Objective: Repeat the entire listing exactly as written.

── Data for processing ──

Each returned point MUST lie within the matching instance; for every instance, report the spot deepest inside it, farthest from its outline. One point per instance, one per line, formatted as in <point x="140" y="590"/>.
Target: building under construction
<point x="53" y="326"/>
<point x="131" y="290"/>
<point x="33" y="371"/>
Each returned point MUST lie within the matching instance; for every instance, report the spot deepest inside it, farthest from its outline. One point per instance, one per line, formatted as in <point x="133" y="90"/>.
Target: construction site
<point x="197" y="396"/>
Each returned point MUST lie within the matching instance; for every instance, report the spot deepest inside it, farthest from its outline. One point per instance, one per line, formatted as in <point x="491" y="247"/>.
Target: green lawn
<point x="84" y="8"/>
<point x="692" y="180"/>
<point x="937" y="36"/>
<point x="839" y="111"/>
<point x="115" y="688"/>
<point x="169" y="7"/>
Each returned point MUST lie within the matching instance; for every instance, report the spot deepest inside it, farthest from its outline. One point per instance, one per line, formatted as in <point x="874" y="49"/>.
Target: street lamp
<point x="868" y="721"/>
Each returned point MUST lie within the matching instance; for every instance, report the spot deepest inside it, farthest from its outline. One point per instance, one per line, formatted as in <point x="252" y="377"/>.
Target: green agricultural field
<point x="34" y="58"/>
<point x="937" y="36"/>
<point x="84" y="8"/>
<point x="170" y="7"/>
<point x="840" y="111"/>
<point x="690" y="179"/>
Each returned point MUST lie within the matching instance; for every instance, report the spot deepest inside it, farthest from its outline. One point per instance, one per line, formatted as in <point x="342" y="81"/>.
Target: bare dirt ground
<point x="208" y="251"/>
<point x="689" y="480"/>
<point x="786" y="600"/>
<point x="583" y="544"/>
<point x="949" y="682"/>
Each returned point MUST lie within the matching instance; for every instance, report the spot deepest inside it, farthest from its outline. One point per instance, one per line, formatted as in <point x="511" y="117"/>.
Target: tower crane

───

Full response:
Each returned point MUST lie within the matching instance; for every instance, report the spot deepest inside it, farthest from its outline. One point per instance, one per line, formatted as in <point x="140" y="590"/>.
Target: building under construction
<point x="53" y="326"/>
<point x="131" y="290"/>
<point x="33" y="371"/>
Each returned point MUST lie within the matching instance; for every instance, report the spot deepest inside it, farthest from its outline. One point per instance, one per line, formatted as in <point x="133" y="90"/>.
Target: construction site
<point x="197" y="396"/>
Each returned point MUST lie within the matching instance; for every instance, report the spot deepest inside it, farthest from its outline. One point per instance, one per line, formatted as in <point x="491" y="247"/>.
Target: green lawn
<point x="84" y="8"/>
<point x="692" y="180"/>
<point x="937" y="36"/>
<point x="839" y="111"/>
<point x="115" y="688"/>
<point x="169" y="7"/>
Each returned point MUST lie within the matching instance; for every instance, report the spot deepest inside it, farthest from its outline. One point per instance, one per line, formatted as in <point x="874" y="49"/>.
Target: street lamp
<point x="868" y="721"/>
Each returned point MUST lie within the matching instance; for every instance, report the spot deepest inside it, farthest from its outline. One point per instance, one per line, formatted as in <point x="252" y="377"/>.
Target: green agricultural field
<point x="34" y="58"/>
<point x="937" y="36"/>
<point x="84" y="8"/>
<point x="170" y="7"/>
<point x="840" y="111"/>
<point x="690" y="179"/>
Each returned point MUST lie within the matching instance; for every instance, report the spot deepest inside it, farthest from its outline. One point per instance, one per line, formatted as in <point x="342" y="81"/>.
Target: bare dirt ground
<point x="208" y="251"/>
<point x="689" y="480"/>
<point x="786" y="600"/>
<point x="583" y="544"/>
<point x="949" y="682"/>
Each returned point MUST lie within the matching instance; for every instance, report the spot deepest inside it, farthest from its outline. One point per instance, one per line, formatted as in <point x="511" y="117"/>.
Target: tower crane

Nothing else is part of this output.